§ PROBLEM TO WORK ON:
Transcribe each line below without altering anything.
○ ○ ○
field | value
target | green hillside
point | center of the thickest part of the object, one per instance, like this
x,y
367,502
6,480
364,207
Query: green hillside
○ ○ ○
§ RESULT FOR THIS EXERCISE:
field | value
target | green hillside
point | center of the thickest part of the object, one per instance, like this
x,y
367,502
6,480
364,207
Query: green hillside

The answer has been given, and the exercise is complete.